## Source document
# # # # # # #

Academic Merit, Plagiarism, Collusion and Other Misconduct

You should read and understand the statement on academic merit, plagiarism, collusion and other misconduct contained within the course profile and the document referenced in that course profile. You must not show your code to or share your code with any other student under any circumstances. You must not post your code to public discussion forums or save your code in publicly accessible repositories. You must not look at or copy code from any other student. All submitted files will be subject to electronic plagiarism detection and misconduct proceedings will be instituted against students where plagiarism or collusion is suspected. The electronic plagiarism detection can detect similarities in code structure even if comments, variable names, formatting etc. are modified. If you copy code, you will be caught.

Grading Note

As described in the course profile, if you do not score at least 10% on this assignment (before any late penalty) then your course grade will be capped at a 3 (i.e. you will fail the course). If you do not obtain at least 50% on this assignment (before any late penalty), then your course grade will be capped at a 5. Your assignment mark (after any late penalty) will count 20% towards your final course grade.

# # # # # # #

## Exercises to complete
1. Restate as a brief list the paragraph of the assignment policy that begins "As described in the course profile," keeping its main facts.
2. Copy the assignment policy verbatim from "Grading Note" to "final course grade.".
The records have no connection to the assignment policy.

## Supplied records
# # # # # # #

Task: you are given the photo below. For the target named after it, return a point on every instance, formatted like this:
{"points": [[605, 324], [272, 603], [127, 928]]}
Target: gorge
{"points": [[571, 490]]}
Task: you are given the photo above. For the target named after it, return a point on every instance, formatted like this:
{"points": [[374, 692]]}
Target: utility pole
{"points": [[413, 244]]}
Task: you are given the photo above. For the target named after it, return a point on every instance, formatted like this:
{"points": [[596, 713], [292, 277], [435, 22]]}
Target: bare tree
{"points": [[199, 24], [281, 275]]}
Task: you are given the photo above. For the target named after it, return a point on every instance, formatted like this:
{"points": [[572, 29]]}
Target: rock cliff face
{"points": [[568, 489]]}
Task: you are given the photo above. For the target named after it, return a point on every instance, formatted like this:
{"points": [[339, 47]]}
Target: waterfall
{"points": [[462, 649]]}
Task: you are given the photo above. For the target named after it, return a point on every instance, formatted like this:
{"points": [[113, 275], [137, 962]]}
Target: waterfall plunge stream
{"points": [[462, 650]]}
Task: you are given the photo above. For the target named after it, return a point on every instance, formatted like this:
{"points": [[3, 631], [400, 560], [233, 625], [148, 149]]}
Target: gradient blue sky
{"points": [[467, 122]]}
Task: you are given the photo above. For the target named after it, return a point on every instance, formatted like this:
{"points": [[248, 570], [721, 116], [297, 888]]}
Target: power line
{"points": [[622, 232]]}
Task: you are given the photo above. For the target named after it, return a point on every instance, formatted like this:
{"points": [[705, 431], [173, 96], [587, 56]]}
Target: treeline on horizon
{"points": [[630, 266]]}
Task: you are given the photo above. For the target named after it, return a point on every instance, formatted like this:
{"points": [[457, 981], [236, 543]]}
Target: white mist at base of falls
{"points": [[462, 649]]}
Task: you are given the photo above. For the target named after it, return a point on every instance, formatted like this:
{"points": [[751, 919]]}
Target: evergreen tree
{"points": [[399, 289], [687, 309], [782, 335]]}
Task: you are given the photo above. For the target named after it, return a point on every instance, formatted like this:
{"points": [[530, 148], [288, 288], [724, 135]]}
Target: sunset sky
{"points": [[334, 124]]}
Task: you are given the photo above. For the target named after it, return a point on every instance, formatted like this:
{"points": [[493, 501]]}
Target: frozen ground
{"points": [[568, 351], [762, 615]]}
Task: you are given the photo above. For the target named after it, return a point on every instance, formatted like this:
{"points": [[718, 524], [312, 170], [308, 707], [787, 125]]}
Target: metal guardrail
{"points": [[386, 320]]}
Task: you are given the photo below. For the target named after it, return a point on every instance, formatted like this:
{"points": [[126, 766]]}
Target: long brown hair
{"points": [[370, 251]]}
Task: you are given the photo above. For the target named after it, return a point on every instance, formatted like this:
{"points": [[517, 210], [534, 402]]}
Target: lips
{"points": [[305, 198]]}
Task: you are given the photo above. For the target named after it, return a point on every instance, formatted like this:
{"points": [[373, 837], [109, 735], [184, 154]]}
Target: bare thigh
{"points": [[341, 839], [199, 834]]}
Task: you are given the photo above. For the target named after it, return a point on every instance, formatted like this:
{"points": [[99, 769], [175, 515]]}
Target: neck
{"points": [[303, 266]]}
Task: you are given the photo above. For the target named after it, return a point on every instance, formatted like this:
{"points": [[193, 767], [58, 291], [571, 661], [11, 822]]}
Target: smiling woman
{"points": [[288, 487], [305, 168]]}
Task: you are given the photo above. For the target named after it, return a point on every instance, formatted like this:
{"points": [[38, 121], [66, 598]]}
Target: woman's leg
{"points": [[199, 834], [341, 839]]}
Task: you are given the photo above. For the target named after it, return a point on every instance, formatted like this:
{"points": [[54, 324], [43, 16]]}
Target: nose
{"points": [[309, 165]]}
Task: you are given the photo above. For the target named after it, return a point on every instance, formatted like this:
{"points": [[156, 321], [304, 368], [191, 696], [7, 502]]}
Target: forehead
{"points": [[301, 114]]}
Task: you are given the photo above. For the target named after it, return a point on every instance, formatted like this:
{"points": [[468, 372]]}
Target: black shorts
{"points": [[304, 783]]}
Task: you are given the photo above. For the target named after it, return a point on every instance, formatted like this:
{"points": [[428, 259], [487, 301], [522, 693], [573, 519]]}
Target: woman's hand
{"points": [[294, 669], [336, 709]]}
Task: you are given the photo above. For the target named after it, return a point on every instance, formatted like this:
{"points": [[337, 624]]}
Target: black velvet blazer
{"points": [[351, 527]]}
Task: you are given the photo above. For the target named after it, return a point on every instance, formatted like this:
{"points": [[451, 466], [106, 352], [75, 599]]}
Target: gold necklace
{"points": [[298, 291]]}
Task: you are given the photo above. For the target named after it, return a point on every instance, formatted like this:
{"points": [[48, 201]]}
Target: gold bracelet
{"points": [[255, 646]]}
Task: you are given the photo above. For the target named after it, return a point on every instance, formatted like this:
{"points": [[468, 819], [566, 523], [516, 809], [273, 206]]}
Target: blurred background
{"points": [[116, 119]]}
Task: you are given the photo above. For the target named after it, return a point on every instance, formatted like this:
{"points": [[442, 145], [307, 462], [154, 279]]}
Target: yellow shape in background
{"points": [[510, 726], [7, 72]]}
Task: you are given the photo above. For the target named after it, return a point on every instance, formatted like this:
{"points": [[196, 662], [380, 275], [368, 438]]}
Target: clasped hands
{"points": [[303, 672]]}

# # # # # # #

## Answers to each task
1.
- A score below 10% on this assignment, before any late penalty, caps the course grade at 3, which is a fail.
- A score below 50% on this assignment, before any late penalty, caps the course grade at 5.
- The assignment mark, after any late penalty, counts for 20% of the final course grade.

2.
Grading Note

As described in the course profile, if you do not score at least 10% on this assignment (before any late penalty) then your course grade will be capped at a 3 (i.e. you will fail the course). If you do not obtain at least 50% on this assignment (before any late penalty), then your course grade will be capped at a 5. Your assignment mark (after any late penalty) will count 20% towards your final course grade.